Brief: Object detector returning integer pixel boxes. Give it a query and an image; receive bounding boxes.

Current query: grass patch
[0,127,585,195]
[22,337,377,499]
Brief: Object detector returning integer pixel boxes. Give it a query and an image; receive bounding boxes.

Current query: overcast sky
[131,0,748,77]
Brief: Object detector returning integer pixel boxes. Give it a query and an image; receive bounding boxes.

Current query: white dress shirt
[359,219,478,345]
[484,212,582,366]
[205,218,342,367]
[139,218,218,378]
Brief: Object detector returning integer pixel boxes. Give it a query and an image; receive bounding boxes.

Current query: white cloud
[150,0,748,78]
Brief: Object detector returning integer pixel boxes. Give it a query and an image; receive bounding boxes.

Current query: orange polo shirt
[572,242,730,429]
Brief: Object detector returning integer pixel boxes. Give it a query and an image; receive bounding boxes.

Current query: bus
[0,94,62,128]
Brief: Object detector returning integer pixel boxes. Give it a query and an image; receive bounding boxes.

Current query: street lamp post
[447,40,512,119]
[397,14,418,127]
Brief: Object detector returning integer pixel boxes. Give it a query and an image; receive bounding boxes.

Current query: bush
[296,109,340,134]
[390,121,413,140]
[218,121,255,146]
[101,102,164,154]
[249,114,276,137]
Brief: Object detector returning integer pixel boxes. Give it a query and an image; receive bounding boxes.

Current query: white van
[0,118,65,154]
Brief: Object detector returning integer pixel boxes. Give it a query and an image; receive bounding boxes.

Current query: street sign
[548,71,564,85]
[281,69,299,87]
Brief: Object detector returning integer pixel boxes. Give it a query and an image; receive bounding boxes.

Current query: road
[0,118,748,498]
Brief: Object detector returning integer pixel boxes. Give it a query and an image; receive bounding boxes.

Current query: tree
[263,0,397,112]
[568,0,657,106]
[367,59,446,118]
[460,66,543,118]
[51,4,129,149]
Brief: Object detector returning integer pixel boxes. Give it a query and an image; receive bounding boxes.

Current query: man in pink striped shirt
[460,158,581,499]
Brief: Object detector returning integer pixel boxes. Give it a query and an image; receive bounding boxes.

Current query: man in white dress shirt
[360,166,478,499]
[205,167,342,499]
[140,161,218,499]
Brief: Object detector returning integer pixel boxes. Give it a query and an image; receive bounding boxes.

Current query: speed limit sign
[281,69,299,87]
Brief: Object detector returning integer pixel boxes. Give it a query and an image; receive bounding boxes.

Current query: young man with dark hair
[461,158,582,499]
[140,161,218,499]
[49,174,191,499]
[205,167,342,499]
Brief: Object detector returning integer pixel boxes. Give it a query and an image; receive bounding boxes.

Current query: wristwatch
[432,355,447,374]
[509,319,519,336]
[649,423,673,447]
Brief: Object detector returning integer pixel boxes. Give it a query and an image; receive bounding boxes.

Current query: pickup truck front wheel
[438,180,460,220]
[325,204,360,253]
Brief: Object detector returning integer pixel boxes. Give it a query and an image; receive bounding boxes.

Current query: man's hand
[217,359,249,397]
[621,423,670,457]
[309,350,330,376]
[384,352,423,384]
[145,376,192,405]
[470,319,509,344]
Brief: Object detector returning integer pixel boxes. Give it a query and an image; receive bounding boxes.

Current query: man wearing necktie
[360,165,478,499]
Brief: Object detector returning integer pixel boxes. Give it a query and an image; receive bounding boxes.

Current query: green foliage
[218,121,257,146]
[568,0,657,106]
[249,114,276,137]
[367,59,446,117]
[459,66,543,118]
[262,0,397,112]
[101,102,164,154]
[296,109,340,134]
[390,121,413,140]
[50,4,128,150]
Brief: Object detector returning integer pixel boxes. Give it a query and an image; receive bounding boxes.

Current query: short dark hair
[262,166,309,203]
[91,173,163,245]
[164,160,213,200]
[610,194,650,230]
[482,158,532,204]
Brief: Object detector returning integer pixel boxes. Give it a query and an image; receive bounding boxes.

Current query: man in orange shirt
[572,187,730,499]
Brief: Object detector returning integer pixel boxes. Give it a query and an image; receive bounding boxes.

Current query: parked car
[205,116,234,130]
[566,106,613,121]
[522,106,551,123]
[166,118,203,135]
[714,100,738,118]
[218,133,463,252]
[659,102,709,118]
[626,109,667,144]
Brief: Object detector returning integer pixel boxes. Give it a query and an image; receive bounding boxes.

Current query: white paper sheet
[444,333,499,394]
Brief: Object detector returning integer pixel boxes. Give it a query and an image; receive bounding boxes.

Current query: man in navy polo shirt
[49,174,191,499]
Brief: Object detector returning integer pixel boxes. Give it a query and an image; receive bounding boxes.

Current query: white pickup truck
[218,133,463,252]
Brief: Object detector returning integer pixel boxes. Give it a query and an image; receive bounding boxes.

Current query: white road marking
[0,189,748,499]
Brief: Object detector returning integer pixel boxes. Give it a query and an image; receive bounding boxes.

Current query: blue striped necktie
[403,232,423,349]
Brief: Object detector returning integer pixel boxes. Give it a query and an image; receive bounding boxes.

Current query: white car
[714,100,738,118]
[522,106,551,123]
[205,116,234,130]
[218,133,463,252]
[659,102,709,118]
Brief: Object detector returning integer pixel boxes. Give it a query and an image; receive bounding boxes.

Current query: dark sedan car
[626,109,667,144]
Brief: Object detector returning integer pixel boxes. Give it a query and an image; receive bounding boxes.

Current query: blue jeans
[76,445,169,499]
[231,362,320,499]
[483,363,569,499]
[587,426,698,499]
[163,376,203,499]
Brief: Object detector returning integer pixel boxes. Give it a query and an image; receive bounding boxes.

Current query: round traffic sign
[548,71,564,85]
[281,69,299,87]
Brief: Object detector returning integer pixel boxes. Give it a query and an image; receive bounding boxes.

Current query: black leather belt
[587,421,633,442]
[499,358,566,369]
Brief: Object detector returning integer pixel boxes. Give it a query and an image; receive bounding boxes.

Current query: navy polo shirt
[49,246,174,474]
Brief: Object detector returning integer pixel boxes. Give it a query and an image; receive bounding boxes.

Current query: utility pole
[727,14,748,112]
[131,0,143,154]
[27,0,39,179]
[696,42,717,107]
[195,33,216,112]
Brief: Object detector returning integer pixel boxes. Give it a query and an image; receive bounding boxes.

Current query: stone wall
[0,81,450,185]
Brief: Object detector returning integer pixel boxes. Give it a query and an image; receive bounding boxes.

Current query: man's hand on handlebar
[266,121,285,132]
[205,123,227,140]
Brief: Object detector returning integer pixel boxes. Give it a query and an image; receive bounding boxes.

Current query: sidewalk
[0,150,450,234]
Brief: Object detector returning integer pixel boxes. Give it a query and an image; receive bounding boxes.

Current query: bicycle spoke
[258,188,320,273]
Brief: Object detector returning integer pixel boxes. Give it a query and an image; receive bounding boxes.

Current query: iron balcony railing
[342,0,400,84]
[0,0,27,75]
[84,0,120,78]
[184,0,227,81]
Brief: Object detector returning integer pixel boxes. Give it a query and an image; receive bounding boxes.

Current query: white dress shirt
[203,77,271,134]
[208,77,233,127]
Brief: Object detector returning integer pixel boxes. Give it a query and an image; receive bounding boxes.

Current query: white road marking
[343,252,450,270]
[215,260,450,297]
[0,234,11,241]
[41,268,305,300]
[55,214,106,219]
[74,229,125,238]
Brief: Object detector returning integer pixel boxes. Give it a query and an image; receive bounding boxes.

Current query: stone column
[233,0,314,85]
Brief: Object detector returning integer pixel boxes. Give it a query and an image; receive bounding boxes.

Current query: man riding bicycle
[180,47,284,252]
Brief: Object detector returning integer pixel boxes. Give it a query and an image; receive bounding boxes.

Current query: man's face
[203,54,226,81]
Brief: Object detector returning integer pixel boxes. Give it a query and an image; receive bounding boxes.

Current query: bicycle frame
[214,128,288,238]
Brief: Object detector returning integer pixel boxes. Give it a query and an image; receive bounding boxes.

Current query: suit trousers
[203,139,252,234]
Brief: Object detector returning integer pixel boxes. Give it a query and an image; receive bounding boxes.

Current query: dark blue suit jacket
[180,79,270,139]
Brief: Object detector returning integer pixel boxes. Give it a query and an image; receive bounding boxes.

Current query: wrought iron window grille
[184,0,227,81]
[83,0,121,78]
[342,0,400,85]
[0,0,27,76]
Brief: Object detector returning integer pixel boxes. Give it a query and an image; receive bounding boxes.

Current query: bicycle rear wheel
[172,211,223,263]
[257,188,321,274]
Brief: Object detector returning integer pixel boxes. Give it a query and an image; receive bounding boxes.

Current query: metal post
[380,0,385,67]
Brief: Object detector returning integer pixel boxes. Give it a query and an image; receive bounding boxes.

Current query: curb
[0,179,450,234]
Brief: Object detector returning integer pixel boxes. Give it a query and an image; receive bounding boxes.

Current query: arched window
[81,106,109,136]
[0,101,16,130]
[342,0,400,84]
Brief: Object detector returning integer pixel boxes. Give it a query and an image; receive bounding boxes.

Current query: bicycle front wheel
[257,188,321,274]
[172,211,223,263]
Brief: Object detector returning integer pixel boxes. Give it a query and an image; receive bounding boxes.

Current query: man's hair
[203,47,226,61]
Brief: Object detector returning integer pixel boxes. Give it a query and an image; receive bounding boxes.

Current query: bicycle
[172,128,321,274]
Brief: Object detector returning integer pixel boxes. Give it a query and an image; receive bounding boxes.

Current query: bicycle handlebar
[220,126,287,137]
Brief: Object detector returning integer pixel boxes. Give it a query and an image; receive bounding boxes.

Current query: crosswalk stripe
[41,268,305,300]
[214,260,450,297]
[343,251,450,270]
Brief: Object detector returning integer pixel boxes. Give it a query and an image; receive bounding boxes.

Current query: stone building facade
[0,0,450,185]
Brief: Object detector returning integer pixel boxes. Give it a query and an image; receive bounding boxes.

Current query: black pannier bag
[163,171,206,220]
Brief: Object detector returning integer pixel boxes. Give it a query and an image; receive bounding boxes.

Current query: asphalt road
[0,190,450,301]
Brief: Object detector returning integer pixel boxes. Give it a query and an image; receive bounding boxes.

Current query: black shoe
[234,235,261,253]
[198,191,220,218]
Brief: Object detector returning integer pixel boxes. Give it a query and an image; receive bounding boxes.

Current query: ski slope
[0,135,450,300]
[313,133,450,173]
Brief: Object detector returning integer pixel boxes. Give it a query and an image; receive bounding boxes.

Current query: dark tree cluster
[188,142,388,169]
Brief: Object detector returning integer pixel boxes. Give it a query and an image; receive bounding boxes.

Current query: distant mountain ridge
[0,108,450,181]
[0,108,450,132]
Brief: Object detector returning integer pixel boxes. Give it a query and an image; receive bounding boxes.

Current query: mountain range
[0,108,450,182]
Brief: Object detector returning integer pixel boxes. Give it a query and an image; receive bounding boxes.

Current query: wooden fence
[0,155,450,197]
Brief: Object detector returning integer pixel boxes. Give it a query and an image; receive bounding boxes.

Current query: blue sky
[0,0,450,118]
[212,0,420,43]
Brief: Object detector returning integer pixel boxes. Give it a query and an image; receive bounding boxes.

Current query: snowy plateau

------------------------------------

■ **What to produce**:
Please extract every line of the material above that contains the word "black", matching case exactly, and copy each one in full.

■ **Solution below**:
Current query: black leather belt
Current query: black pannier bag
Current query: black shoe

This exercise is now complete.